- **Extract to read**:

It was a powerful talk, but for Wendy, it felt like the Lord was directing it just to her and allowing 15 million others to listen in. At one point in the talk, Elder Scott said, “But what about you? Have you prayed about your own ancestors’ work?” She could hear, “What about you, Wendy? Have you prayed about your ancestor’s work?” She had to admit that all she had done was feel guilty about it.
She studied Elder Scott’s talk more than 100 times in the next month, and one day in the temple, she had the impression that her little family history room had to be one of the most sacred rooms in the house. She made a clean, uncluttered environment, hung up some white, ready-made curtains to hide the boxes, and dug in—the beginning of a most significant journey.
She also said that Elder Scott had asked, “Do you young people want a sure way to eliminate the influence of the adversary in your life?” He promised that doing this work and taking names to the temple to complete those ordinances would be a protection from the adversary. She wanted that as well.

- **What you will do**: Can you continue the account of Wendy's family history work, starting after its last sentence? The rows have no role here.

- **Data excerpts**:
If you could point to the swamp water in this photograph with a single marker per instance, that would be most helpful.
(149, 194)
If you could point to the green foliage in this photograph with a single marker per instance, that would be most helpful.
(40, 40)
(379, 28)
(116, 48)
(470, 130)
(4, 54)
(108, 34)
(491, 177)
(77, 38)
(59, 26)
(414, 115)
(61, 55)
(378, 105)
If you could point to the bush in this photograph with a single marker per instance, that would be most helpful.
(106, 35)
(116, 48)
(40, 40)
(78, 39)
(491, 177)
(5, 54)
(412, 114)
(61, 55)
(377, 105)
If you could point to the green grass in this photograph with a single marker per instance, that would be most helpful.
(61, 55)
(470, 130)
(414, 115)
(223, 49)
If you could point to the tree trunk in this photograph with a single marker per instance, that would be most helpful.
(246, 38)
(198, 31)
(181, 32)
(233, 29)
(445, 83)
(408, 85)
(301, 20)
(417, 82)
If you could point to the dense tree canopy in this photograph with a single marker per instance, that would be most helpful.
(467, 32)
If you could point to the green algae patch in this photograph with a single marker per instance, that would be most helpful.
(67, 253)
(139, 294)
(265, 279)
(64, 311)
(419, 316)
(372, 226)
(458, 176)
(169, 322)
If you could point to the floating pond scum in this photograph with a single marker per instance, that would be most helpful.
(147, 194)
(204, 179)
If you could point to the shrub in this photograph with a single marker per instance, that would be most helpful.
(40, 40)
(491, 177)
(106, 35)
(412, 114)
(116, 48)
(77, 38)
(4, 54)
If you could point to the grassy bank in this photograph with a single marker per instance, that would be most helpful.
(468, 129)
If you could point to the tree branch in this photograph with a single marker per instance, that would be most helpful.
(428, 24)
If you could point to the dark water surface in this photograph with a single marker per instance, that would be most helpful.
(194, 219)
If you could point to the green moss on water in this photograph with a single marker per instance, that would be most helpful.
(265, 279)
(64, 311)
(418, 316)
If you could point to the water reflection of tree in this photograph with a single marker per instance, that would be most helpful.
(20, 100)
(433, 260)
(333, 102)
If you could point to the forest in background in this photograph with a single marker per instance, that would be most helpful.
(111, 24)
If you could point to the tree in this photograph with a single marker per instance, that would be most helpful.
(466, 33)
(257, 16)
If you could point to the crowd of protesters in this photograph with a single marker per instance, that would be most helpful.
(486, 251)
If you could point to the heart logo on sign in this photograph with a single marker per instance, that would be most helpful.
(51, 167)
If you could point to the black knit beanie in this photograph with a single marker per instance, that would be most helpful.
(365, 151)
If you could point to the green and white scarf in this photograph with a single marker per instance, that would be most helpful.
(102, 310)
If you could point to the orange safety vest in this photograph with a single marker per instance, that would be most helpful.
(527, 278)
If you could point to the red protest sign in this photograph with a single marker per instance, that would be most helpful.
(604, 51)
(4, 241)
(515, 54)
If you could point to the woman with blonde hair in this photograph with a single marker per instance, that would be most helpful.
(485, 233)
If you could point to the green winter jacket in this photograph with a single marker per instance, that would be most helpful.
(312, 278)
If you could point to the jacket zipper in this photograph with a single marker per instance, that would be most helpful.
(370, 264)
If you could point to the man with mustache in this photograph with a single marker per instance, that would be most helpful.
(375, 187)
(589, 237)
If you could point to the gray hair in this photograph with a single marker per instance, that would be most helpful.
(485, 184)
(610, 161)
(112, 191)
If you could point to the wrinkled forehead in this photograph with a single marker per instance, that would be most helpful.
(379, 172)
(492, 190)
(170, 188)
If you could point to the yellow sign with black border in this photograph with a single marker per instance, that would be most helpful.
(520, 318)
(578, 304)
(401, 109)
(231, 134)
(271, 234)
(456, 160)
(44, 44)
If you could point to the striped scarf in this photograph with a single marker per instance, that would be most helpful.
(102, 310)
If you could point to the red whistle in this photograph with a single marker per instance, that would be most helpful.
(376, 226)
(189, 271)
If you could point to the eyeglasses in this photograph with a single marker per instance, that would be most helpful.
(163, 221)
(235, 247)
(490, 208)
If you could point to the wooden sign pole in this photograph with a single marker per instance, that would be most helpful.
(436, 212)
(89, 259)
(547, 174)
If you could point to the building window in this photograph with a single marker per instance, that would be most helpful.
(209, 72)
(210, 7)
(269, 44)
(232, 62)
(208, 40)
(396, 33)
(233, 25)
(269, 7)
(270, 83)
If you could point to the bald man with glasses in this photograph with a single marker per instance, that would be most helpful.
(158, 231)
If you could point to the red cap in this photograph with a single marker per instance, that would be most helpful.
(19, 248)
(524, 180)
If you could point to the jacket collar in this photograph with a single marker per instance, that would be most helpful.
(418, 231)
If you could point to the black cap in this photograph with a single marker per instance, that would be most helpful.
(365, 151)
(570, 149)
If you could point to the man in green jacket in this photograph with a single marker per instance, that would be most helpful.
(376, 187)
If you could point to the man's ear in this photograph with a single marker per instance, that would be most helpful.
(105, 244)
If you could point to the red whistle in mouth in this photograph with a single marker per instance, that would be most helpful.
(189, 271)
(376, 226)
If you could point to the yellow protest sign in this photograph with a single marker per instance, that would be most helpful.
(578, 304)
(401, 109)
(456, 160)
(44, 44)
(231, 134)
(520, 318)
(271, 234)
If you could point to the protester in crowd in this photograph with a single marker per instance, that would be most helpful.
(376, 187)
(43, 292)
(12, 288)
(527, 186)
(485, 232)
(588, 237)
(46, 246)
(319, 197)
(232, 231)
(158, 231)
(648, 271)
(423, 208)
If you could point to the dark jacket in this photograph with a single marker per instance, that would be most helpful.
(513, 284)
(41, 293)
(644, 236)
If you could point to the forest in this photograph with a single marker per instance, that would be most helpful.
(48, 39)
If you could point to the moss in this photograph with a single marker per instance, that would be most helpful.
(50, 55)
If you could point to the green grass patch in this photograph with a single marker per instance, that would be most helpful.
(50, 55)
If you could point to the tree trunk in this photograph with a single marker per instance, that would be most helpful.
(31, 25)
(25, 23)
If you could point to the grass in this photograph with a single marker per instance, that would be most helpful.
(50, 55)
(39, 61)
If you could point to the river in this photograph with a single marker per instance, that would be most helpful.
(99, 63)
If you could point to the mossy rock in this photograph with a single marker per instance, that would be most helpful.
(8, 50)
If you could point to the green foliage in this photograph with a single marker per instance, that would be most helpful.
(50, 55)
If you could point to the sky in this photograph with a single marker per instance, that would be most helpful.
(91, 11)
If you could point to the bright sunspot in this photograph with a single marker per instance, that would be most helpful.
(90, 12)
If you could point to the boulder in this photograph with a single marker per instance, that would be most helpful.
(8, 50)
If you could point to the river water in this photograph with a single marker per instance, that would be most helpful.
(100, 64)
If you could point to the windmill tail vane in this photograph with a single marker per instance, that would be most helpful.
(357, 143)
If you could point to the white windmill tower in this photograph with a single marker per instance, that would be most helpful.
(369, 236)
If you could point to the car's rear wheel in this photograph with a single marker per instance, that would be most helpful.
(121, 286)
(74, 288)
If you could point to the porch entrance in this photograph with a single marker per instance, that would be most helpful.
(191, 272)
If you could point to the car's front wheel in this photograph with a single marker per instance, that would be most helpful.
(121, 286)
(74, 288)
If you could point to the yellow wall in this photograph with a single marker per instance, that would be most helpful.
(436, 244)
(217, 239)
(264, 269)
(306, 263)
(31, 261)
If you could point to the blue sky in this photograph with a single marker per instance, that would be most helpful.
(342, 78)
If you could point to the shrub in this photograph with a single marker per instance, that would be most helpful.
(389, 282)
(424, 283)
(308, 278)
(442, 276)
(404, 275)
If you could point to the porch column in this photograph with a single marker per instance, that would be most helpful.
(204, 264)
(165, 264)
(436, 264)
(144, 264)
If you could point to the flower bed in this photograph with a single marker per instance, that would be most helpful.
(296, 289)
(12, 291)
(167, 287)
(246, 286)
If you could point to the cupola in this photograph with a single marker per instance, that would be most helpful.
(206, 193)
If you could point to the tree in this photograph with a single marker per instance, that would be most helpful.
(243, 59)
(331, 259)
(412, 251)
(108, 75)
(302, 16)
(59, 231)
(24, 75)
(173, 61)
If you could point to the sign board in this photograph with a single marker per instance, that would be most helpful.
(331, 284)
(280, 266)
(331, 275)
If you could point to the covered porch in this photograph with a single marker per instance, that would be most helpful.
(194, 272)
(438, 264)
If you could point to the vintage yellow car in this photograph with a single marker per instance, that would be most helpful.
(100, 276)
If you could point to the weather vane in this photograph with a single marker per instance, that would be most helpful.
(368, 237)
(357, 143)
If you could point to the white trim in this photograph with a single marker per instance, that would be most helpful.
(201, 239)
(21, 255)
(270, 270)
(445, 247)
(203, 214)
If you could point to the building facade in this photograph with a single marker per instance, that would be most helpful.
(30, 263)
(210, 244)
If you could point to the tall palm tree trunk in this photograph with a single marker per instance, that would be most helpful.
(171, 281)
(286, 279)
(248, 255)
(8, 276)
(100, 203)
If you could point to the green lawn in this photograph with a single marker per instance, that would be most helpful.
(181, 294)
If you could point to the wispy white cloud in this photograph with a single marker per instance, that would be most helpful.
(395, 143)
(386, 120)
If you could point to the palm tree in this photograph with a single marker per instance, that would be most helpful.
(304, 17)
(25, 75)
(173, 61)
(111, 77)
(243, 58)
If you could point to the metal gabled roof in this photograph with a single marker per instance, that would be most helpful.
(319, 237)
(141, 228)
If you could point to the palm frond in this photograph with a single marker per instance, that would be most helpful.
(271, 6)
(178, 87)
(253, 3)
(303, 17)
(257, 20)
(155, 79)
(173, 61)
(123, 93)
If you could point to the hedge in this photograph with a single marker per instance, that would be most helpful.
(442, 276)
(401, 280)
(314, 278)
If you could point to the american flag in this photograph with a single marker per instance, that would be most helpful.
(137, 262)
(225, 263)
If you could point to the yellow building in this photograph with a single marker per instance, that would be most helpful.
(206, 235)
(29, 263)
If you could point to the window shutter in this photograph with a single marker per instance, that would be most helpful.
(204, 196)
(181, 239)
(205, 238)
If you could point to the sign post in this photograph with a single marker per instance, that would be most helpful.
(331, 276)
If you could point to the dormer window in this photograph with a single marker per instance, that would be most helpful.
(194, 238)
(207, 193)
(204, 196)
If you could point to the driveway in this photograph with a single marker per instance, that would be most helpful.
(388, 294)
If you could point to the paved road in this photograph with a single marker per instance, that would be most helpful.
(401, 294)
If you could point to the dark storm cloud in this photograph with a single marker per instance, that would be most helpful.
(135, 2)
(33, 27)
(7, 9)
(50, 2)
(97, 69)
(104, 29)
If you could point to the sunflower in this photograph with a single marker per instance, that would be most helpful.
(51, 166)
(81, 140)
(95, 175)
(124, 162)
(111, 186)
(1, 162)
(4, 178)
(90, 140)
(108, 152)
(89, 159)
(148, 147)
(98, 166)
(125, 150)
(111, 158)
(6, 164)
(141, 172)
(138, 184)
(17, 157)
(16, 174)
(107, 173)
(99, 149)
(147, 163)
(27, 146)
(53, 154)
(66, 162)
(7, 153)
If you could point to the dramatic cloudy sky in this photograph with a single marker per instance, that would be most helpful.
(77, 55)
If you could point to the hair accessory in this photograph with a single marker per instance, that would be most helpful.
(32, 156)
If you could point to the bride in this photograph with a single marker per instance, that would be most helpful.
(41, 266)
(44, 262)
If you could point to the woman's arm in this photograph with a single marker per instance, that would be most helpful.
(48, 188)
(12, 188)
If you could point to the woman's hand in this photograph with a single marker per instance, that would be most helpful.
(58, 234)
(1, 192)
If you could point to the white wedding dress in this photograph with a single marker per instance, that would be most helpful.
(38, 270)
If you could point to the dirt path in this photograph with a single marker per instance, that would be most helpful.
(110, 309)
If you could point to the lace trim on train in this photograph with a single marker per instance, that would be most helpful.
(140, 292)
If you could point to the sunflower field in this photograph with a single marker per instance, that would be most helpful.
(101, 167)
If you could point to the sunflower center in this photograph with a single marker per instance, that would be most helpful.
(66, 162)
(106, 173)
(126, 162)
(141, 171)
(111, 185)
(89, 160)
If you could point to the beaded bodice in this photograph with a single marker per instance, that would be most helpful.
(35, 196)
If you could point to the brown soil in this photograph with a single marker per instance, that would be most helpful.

- **The reply**:
In the last three years she has found more than 10,000 names, with each name having been sourced and merged—on lines where supposedly all the work had been completed.
Before each session where she’s working on family history, Wendy says an important prayer, “Please lead me to those who are ready to make covenants with Thee and receive their ordinances.” Those prayers are always answered.
Desperate for Their Ordinances
She said, “I learned several things in the first two weeks. “I learned that those on the other side of the veil are much alive, and not that cheerful about being called dead…Those on the other side are desperate for their ordinances, and many know when and where the ordinances will take place.”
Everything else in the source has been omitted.